**Record set**
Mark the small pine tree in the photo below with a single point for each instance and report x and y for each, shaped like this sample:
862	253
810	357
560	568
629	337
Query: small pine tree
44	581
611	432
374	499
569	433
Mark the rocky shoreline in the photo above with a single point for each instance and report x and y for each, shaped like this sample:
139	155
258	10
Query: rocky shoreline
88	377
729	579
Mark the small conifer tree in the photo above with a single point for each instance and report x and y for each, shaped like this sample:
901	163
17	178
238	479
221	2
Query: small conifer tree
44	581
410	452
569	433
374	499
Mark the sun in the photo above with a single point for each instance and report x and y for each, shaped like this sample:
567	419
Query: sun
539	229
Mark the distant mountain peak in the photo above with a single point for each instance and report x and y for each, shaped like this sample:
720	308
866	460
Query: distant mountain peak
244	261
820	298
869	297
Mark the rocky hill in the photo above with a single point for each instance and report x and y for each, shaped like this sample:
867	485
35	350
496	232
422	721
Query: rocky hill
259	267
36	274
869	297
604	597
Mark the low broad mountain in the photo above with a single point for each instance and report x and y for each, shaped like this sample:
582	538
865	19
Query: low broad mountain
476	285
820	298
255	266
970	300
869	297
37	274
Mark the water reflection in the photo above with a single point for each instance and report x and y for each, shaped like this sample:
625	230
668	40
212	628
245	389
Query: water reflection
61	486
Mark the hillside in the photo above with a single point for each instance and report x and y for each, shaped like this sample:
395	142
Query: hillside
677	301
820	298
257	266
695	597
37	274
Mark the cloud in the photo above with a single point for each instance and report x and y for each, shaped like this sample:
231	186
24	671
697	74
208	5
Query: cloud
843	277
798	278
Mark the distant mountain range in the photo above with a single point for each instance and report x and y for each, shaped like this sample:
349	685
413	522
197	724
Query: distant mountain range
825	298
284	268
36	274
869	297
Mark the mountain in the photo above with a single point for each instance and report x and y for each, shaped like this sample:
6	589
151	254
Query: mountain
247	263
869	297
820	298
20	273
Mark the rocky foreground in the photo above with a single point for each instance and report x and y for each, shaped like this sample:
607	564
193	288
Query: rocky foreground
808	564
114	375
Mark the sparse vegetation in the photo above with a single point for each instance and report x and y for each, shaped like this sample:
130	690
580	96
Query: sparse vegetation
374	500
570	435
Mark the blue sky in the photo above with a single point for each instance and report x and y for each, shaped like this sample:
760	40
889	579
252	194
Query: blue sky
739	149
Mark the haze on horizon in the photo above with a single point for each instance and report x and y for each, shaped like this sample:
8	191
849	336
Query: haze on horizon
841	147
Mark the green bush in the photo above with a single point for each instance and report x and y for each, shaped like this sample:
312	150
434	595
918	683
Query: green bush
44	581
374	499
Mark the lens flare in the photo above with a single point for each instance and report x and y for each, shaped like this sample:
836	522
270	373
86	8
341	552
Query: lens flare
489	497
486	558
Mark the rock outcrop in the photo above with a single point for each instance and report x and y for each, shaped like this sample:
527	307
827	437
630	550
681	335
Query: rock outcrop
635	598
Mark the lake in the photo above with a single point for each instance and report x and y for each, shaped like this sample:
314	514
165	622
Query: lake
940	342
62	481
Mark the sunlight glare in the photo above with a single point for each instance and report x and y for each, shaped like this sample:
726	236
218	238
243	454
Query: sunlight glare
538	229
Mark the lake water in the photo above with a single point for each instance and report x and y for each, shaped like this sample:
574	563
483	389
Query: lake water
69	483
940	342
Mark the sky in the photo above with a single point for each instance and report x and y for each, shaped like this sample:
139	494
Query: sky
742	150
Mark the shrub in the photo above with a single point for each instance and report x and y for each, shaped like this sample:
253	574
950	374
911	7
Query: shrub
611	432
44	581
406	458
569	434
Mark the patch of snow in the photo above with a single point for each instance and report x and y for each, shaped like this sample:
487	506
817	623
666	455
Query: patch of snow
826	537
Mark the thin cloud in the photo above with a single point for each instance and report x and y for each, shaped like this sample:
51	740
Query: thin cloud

**Your goal**
Please copy out every entry word for word.

**The answer**
Mark the small pine tree in the photo below with a single point for each instance and report x and y for each, shaped like this sample:
862	253
810	357
560	568
629	337
Query: small pine tree
44	581
611	432
374	499
569	433
Mark the rocky shoreline in the photo above with a single point for each instance and report x and y for each, shaped like this sample:
139	155
258	10
Query: rocky shoreline
88	377
729	579
Mark the small conifer tree in the photo above with a single point for each instance and report x and y for each, shaped like this sample:
901	163
17	178
238	479
221	2
Query: small conifer tree
44	581
410	452
569	433
374	499
Mark the sun in the photo above with a single point for each instance and report x and y for each, shaped like this sample:
567	419
Query: sun
539	229
Mark the distant mountain peak in the photo above with a single point for each instance and report x and y for each, shaped like this sample:
720	308
866	460
Query: distant mountain peak
244	261
820	298
869	297
Mark the rocky hill in the photo above with a single point for each instance and report x and y for each, shaped like this sample:
867	485
35	350
496	232
422	721
Query: rocky hill
259	267
36	274
869	297
604	597
Mark the low broad mountain in the photo above with a single point for each instance and report x and y for each, shaped like this sample:
582	538
865	19
Query: low broad mountain
476	285
820	298
255	266
970	300
869	297
37	274
Mark the water reflection in the photo above with a single point for each instance and report x and y for each, shaped like this sample:
625	230
668	40
212	628
245	389
Query: water reflection
61	486
Mark the hillside in the photo above with a single point for each instance and report x and y for each, shaped like this sample:
395	142
Query: hillside
677	301
820	298
257	266
695	597
37	274
Mark the cloud in the photo above with a single point for each instance and report x and y for each, shaped like this sample:
231	186
24	671
697	74
208	5
Query: cloud
843	277
798	278
Mark the distant mountain range in the photo above with a single point for each instance and report x and y for each, shaped like this sample:
349	685
413	522
197	724
Query: distant mountain range
825	298
284	268
36	274
869	297
Mark the mountain in the photo above with a single point for each instance and report x and y for each, shaped like this sample:
6	589
151	254
Query: mountain
247	263
869	297
820	298
20	273
Mark the rocky foreground in the photo above with a single point for each instance and report x and y for each, shaped like this sample:
607	564
193	288
Query: rocky foreground
808	564
114	375
Mark the sparse vegetation in the photo above with a single point for each instance and report x and y for each, shaped like this sample:
130	690
580	96
Query: sparse vegetation
374	500
570	435
Mark the blue sky in the photo above with a single point for each instance and report x and y for each, shaped like this sample:
760	40
889	579
252	194
Query: blue sky
739	149
Mark the haze on horizon in the photo above with a single point for each instance and report x and y for each, shaped like this sample:
8	191
849	336
Query: haze on horizon
841	147
Mark the green bush in the photo above with a single point for each instance and report x and y for each, shaped like this sample:
312	150
434	595
918	683
Query: green bush
44	581
374	499
Mark the lens flare in the photo above with a single point for each instance and report x and y for each, shaped like this sample:
836	522
270	373
86	8
341	552
Query: lens flare
489	497
486	558
Mark the rock outcrop in the photo above with a single point for each instance and report x and y for each, shaped like this sample:
527	307
827	437
630	550
681	335
Query: rock outcrop
635	598
Mark the lake in the photo above with a single point for each instance and report x and y for each, shaped like this sample:
314	514
165	622
Query: lake
940	342
62	481
Mark the sunlight glare in the photo above with a single point for each instance and report x and y for each, shaped like this sample:
726	236
218	238
243	454
Query: sunlight glare
538	229
Mark the lake water in the photo above with a single point for each instance and report x and y for each, shaped like this sample:
574	563
483	389
Query: lake water
69	483
940	342
Mark the sky in the photo above with a single point for each instance and report x and y for each, shaped like this sample:
139	494
Query: sky
742	150
Mark the shrub in the photo above with a single point for each instance and report x and y for each, shaped like this sample:
253	574
950	374
911	7
Query: shrub
611	432
44	581
406	458
569	434
Mark the patch of snow in the photo above with a single point for each instance and report x and y for each, shaped like this sample:
487	506
817	623
666	455
Query: patch of snow
826	537
Mark the thin cloud in the photo above with a single point for each instance and report x and y for each, shaped like this sample:
51	740
Query: thin cloud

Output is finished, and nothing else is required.